| TEXTE FOURNI |
================

Nicolas Baygert

« L’histoire est pavée de crimes contre l’humanité »

Nicolas Baygert Chargé de cours à l'IHECS et maître de conférences à l'ULB

Plus que jamais, en 2014, l’Histoire se sera taillée une part de lion dans l’actualité. Un passé éminemment présent. Retour des spectres de la collaboration, tel Bob Maes, ce poltergeist introduit par Theo Francken dans la paisible maisonnée suédoise : une mise en ménage hantée par une mémoire jamais apaisée. Une séquence historique jamais désamorcée, qui continue de diviser. Tout l’inverse de la fièvre commémorative autour du centenaire de la Grande Guerre qui atteindra son point culminant (pour cette année) avec l’Armistice du 11 novembre. Médias et politiques sont fins prêts.

La chercheuse Katharina Niemeyer s’est ainsi récemment intéressée à la médiatisation des commémorations d’événements (1). Les médias seraient de véritables « opérateurs de mémoire », impliqués dans la reconstitution des représentations collectives, voire dans la mythologisation du passé. Or, il faut ici absolument distinguer Histoire (construction scientifique) et Mémoire (impliquant un rapport émotionnel avec le passé et répondant aux torsions, au « spin » administré par l’émetteur). Comme le rappelle l’historien Pierre Nora, « l’histoire est pavée de crimes contre l’humanité ». La mémoire collective, médiatiquement titillée, s’avère quant à elle forcément fragmentaire, simplifiant les enjeux jusqu’au manichéisme, l’hystérique prenant dans certains cas le pas sur l’historique.

================

| CONSIGNE 1 |
Extrayez du texte fourni le passage commençant par "Nicolas Baygert Chargé" et se poursuivant jusqu'à "sont fins prêts.".
| CONSIGNE 2 |
Pour chacune des affirmations suivantes, indiquez par oui ou par non si elle concorde avec le texte fourni, en citant à l'identique les mots qui tranchent.
(a) L'Armistice commémoré tombe le 11 novembre.
(b) L'Histoire y est définie comme une construction scientifique.
(c) La mémoire collective y est présentée comme complète.
| CONSIGNE 3 |
Répondez brièvement aux questions suivantes d'après le texte fourni.
(a) Par qui Bob Maes a-t-il été introduit dans la maisonnée suédoise ?
(b) Quel historien le texte cite-t-il ?
(c) Quelle expression désigne les médias ?
Le listing qui suit constitue un matériau indépendant du texte fourni.

| DONNÉES |
================

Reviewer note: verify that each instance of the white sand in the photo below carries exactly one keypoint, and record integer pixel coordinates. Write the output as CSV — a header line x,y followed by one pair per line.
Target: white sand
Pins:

================

| RÉPONSE ATTENDUE 1 |
Nicolas Baygert Chargé de cours à l'IHECS et maître de conférences à l'ULB

Plus que jamais, en 2014, l’Histoire se sera taillée une part de lion dans l’actualité. Un passé éminemment présent. Retour des spectres de la collaboration, tel Bob Maes, ce poltergeist introduit par Theo Francken dans la paisible maisonnée suédoise : une mise en ménage hantée par une mémoire jamais apaisée. Une séquence historique jamais désamorcée, qui continue de diviser. Tout l’inverse de la fièvre commémorative autour du centenaire de la Grande Guerre qui atteindra son point culminant (pour cette année) avec l’Armistice du 11 novembre. Médias et politiques sont fins prêts.

| RÉPONSE ATTENDUE 2 |
(a) Oui : « avec l’Armistice du 11 novembre ».
(b) Oui : « Histoire (construction scientifique) ».
(c) Non : « La mémoire collective, médiatiquement titillée, s’avère quant à elle forcément fragmentaire ».

| RÉPONSE ATTENDUE 3 |
(a) Par Theo Francken.
(b) Pierre Nora.
(c) « opérateurs de mémoire ».